# Coordinate annotation entries
----

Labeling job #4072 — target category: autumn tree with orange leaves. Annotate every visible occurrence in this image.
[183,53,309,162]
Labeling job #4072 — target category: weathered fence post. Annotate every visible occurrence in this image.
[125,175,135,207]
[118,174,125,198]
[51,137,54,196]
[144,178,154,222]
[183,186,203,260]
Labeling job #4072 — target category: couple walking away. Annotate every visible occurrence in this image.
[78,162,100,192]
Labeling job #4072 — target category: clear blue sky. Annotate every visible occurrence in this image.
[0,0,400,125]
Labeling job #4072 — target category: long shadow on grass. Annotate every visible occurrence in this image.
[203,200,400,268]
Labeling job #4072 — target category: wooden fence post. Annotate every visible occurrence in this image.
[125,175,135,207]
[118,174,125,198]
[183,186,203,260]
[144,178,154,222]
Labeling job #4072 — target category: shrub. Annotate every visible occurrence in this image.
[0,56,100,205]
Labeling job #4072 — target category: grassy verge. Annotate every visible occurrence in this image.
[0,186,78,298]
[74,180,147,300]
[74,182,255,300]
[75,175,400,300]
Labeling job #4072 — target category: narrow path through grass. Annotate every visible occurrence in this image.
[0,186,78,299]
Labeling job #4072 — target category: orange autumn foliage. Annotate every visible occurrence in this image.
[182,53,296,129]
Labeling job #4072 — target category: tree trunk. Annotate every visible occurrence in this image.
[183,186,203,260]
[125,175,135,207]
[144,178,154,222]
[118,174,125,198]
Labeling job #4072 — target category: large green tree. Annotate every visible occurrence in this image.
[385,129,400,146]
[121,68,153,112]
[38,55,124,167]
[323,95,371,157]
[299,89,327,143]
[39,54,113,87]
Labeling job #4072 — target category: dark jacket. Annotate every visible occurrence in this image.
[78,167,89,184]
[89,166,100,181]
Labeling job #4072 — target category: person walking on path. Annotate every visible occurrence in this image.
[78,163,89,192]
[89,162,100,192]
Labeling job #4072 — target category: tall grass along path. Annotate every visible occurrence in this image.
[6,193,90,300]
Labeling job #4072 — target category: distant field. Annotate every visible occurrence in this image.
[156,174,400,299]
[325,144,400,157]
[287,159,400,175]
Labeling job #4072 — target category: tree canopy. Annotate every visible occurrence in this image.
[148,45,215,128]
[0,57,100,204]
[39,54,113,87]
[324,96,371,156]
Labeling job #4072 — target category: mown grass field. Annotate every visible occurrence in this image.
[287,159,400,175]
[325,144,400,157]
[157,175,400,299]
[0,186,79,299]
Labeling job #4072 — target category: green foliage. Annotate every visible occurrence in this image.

----

# DIRECTIONS
Turn the listing above into a numbered list, leaving out any blank lines.

# ANSWER IN FULL
1. Labeling job #4072 — target category: autumn tree with orange leaves. Annotate every visible occurrence in this image.
2. [183,53,309,162]
3. Labeling job #4072 — target category: weathered fence post. Annotate every visible occurrence in this image.
4. [125,175,135,207]
5. [118,174,125,198]
6. [51,137,54,196]
7. [144,178,154,222]
8. [183,186,203,260]
9. Labeling job #4072 — target category: couple walking away. Annotate every visible occurrence in this image.
10. [78,162,100,192]
11. Labeling job #4072 — target category: clear blue sky. Annotate every visible occurrence in this image.
12. [0,0,400,125]
13. Labeling job #4072 — target category: long shadow on grass. Annotate every visible occurrence in this image.
14. [203,200,400,268]
15. Labeling job #4072 — target category: wooden fence post. Annotate every visible occurrence in this image.
16. [125,175,135,207]
17. [118,174,125,198]
18. [183,186,203,260]
19. [144,178,154,222]
20. Labeling job #4072 — target category: shrub. Annotate every visible occurrence in this image.
21. [0,56,100,205]
22. Labeling job #4072 — target category: grassy verge. Annotate every visible occurrence in this image.
23. [0,186,78,298]
24. [74,180,147,300]
25. [74,182,255,300]
26. [75,175,400,300]
27. Labeling job #4072 — target category: narrow path through grass. Annotate every visible occurrence in this image.
28. [0,186,78,299]
29. Labeling job #4072 — target category: orange autumn foliage. Annotate every visible occurrence in this image.
30. [182,53,296,129]
31. Labeling job #4072 — target category: tree trunk. Annotate every visible occurrence in this image.
32. [183,186,203,260]
33. [125,175,135,207]
34. [144,178,154,222]
35. [118,174,125,198]
36. Labeling job #4072 — target category: large green tree. Annotate every visible occurrence in this image.
37. [385,129,400,146]
38. [121,68,153,112]
39. [38,55,124,167]
40. [323,95,371,157]
41. [299,89,327,143]
42. [39,54,113,87]
43. Labeling job #4072 — target category: dark jacket. Annotate every visible occurrence in this image.
44. [78,167,89,184]
45. [89,166,100,181]
46. Labeling job #4072 — target category: person walking on path. Annotate every visible occurrence in this image.
47. [78,163,89,192]
48. [89,162,100,192]
49. Labeling job #4072 — target category: tall grass along path. Annotate every visible occurrence in this image.
50. [6,193,90,300]
51. Labeling job #4072 — target category: distant field. Annotate every visible occurrence in this image.
52. [156,174,400,299]
53. [325,144,400,157]
54. [287,159,400,175]
55. Labeling job #4072 — target category: tree canopy. Annotate every visible occurrence in this image.
56. [148,45,215,128]
57. [0,57,100,204]
58. [39,54,113,87]
59. [324,96,371,156]
60. Labeling job #4072 — target category: mown grass field. Annotate every visible occurrence in this image.
61. [287,159,400,175]
62. [325,144,400,157]
63. [157,175,400,299]
64. [0,186,79,299]
65. Labeling job #4072 — target category: green foliage. Annotate every visible occurrence in this image.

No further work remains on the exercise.